Recorded data:
----
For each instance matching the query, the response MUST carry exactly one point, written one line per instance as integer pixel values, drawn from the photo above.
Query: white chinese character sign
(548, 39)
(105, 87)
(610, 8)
----
**EXERCISE OBJECTIVE:** Print all of the entries exactly as they appear.

**RESULT:**
For each instance matching the query, the response MUST carry exactly one point, written one line per instance as integer pixel values, drawn from the photo above.
Query: white chinese character sign
(548, 39)
(105, 87)
(610, 8)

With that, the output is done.